*** Opening STUDY TEXT ***

Nebraska: Approved avg. rate hike: 31% thanks to CSR sabotage, ~19% without it.

I noted back in August that there will only be one insurance carrier offering policies on the Nebraska individual market next year (Medica), with Blue Cross Blue Shield dropping out.

Medica originally requested a 16.9% average rate hike, but that was based on the assumption that CSR funding would be appropriated. However, Louise Norris reports that the final, approved average increase will actually be more like 31% due specifically to the lack of guaranteed CSR reimbursements.

Medica has 35,269 members on their ACA-compliant individual market plans in 2017. But all of the current Aetna enrollees, as well as off-exchange BCBSNE enrollees, will need to switch to Medica plans at the end of 2017, as Medica will be the only insurer offering plans in Nebraska’s individual market for 2018.

...Medica has proposed a 31 percent average rate increase (as of their revised rate filing dated August 15, 2017, which is based on the assumption that cost-sharing reduction (CSR) funding will not continue in 2018). The additional cost to cover CSR has been added to silver plans.

*** Closing STUDY TEXT ***
*** Opening DATA TO EXAMINE ***

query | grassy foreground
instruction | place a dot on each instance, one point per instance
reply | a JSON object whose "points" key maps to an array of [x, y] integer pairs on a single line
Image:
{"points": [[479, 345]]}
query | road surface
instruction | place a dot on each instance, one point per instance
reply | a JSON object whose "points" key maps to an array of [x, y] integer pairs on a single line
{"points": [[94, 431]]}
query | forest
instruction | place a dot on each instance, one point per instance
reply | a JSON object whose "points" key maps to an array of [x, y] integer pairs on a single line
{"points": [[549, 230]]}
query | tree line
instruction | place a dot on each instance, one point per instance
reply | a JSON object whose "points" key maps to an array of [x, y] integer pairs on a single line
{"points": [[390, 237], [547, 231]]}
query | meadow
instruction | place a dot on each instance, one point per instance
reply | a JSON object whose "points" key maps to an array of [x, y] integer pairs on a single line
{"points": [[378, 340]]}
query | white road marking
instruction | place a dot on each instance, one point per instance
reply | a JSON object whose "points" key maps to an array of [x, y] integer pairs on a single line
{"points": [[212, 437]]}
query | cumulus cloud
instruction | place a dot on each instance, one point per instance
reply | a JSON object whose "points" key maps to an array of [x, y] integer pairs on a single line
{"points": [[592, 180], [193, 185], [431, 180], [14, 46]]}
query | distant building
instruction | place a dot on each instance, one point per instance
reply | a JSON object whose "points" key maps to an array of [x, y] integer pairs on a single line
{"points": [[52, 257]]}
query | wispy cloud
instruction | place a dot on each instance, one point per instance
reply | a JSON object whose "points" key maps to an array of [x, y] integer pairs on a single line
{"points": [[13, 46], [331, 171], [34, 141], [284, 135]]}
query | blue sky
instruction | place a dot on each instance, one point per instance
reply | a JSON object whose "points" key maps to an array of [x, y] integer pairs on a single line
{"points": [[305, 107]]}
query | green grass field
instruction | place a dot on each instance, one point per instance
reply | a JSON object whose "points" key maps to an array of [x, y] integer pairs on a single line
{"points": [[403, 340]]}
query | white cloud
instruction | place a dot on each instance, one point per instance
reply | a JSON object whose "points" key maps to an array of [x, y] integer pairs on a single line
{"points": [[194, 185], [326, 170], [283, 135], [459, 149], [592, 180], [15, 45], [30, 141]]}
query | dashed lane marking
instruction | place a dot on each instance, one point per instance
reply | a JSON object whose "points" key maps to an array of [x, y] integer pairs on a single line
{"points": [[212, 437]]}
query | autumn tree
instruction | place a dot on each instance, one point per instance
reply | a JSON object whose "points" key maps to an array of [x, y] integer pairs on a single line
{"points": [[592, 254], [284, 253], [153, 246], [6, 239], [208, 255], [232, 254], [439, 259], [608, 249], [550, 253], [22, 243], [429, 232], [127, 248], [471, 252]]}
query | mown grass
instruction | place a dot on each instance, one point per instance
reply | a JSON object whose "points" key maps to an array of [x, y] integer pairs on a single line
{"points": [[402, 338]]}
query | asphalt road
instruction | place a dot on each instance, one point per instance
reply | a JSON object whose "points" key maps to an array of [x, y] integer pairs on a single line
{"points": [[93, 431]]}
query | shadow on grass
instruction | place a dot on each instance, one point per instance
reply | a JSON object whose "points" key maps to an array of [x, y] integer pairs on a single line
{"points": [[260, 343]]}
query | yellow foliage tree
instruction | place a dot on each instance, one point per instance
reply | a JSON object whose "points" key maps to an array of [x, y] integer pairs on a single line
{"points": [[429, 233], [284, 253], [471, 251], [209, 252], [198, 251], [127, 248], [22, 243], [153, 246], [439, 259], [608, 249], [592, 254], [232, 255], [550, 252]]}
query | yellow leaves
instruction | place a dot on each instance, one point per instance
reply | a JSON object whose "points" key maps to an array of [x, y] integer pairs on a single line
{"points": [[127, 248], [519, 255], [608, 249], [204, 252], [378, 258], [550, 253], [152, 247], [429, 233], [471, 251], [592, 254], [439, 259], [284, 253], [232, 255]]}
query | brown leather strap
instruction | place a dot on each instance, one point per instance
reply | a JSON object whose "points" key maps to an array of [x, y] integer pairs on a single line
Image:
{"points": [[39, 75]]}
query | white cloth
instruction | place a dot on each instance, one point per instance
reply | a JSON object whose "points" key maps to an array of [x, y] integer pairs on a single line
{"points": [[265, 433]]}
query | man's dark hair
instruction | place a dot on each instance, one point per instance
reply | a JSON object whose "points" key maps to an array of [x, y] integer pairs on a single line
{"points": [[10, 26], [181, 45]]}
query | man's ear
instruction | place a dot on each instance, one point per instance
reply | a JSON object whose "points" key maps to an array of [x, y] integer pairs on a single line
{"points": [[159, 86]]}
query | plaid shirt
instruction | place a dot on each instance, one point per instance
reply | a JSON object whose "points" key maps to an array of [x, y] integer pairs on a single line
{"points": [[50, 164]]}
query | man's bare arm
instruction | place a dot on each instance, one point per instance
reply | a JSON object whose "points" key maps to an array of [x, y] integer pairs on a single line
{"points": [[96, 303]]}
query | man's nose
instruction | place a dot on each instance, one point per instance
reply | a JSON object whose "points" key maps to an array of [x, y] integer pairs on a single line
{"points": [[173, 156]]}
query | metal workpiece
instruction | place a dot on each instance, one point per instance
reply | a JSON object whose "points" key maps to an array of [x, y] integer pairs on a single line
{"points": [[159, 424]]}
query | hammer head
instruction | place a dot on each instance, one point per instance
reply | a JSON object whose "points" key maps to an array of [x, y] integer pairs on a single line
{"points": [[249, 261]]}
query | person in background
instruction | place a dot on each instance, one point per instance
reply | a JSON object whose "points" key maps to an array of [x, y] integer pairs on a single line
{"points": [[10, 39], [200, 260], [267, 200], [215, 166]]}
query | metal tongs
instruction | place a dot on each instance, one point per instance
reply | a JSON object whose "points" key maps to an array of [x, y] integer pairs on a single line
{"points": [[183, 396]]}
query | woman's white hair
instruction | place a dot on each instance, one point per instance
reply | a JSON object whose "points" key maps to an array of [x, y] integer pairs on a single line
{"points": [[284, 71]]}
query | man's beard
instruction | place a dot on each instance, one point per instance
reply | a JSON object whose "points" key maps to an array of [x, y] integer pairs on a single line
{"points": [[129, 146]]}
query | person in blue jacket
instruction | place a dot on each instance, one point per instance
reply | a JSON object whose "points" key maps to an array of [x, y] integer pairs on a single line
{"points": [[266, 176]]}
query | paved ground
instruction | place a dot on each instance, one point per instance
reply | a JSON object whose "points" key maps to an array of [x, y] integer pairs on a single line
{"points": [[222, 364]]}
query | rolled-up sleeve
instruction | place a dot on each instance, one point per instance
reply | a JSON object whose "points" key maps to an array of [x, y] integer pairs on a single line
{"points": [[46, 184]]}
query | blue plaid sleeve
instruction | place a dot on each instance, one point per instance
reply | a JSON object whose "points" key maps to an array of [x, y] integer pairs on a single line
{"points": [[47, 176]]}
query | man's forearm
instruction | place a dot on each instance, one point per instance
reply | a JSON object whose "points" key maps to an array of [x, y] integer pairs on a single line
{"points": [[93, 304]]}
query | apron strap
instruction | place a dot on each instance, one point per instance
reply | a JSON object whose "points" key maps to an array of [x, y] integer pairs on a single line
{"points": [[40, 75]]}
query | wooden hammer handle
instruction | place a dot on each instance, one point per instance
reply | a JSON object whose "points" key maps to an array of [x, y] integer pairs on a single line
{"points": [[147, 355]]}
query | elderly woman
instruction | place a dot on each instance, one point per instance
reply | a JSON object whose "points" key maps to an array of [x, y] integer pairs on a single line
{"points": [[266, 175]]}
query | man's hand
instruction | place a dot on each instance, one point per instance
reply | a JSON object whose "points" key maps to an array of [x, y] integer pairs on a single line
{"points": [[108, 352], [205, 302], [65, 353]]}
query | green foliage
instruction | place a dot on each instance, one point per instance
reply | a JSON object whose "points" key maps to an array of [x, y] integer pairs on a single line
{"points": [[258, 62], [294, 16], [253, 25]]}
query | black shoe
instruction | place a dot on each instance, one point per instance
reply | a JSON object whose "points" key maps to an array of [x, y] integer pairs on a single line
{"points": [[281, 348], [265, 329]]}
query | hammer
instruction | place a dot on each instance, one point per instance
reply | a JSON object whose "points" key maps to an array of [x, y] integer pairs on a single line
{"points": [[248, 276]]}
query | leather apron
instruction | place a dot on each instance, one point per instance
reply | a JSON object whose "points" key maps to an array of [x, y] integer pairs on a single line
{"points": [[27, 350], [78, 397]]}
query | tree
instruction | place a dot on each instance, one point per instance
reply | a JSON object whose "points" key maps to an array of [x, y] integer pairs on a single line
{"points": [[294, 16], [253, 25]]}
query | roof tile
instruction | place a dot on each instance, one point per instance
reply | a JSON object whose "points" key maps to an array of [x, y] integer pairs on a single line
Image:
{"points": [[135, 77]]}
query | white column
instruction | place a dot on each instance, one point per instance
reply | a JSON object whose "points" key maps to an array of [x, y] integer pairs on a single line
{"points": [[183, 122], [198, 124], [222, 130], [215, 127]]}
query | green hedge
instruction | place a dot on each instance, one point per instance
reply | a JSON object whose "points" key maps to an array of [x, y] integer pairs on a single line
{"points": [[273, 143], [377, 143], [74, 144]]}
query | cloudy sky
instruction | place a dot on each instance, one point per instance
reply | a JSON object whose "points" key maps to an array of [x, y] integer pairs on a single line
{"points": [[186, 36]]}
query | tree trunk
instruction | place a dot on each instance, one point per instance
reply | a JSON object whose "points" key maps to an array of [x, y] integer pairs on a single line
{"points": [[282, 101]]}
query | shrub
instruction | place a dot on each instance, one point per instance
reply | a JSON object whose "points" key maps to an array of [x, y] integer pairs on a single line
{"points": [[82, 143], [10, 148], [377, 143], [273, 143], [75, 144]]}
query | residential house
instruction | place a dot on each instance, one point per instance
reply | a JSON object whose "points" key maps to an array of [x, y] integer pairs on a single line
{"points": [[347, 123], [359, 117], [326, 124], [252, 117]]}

*** Closing DATA TO EXAMINE ***

TASK INSTRUCTIONS »
1. From the Nebraska rate hike text, quote the passage that begins at the words "I noted back" and ends after the words "Shield dropping out.".
2. In the Nebraska rate hike text, how many members did Medica have on its ACA-compliant individual market plans in 2017?
3. Put this sentence from the Nebraska rate hike text into Spanish: "The additional cost to cover CSR has been added to silver plans."

COMPLETED EXERCISE »
1.
I noted back in August that there will only be one insurance carrier offering policies on the Nebraska individual market next year (Medica), with Blue Cross Blue Shield dropping out.

2. 35,269 members.

3. El costo adicional para cubrir las CSR se ha añadido a los planes plata.